Task statement =>
Copy the sermon excerpt about Lent below, word for word and in full.

Creative Re-Membering
John Shuck
First Presbyterian Church
Elizabethton, Tennessee
February 21st, 2010
Deuteronomy 26:1-11
Luke 4:1-13
John Shuck
First Presbyterian Church
Elizabethton, Tennessee
February 21st, 2010
Deuteronomy 26:1-11
Luke 4:1-13
Today is the first Sunday of Lent. Since I attended Baptist and Pentecostal churches growing up, Lent was not on the radar. I secretly envied my Catholic neighbor and best friend because he seemed to have all kinds of churchy parties, events, and saints. We were pretty much a dry bunch in comparison.
The big question around their house at this time of year was what will you give up for Lent? When I told my mom I was going to give up vegetables for Lent she wasn’t amused.
“We don’t do that,” she said.
After becoming Presbyterian, I was introduced to Lent. Kind of Lent Lite. Some people get into it and some don’t. Those who were Presbyterian before the 1970s and the liturgical renewal probably didn’t do much for Lent either. Our Presbyterian forebears were highly suspicious of any kind of “Romanist” activity. They didn’t even celebrate Christmas.

Given data =>
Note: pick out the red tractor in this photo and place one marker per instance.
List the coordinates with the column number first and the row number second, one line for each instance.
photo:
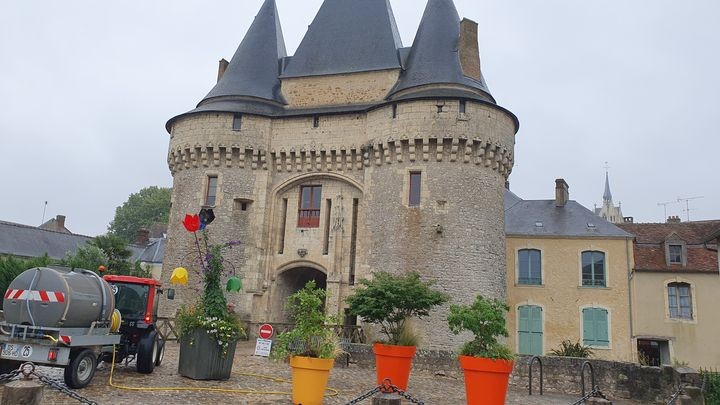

Solution =>
Creative Re-Membering
John Shuck
First Presbyterian Church
Elizabethton, Tennessee
February 21st, 2010
Deuteronomy 26:1-11
Luke 4:1-13
John Shuck
First Presbyterian Church
Elizabethton, Tennessee
February 21st, 2010
Deuteronomy 26:1-11
Luke 4:1-13
Today is the first Sunday of Lent. Since I attended Baptist and Pentecostal churches growing up, Lent was not on the radar. I secretly envied my Catholic neighbor and best friend because he seemed to have all kinds of churchy parties, events, and saints. We were pretty much a dry bunch in comparison.
The big question around their house at this time of year was what will you give up for Lent? When I told my mom I was going to give up vegetables for Lent she wasn’t amused.
“We don’t do that,” she said.
After becoming Presbyterian, I was introduced to Lent. Kind of Lent Lite. Some people get into it and some don’t. Those who were Presbyterian before the 1970s and the liturgical renewal probably didn’t do much for Lent either. Our Presbyterian forebears were highly suspicious of any kind of “Romanist” activity. They didn’t even celebrate Christmas.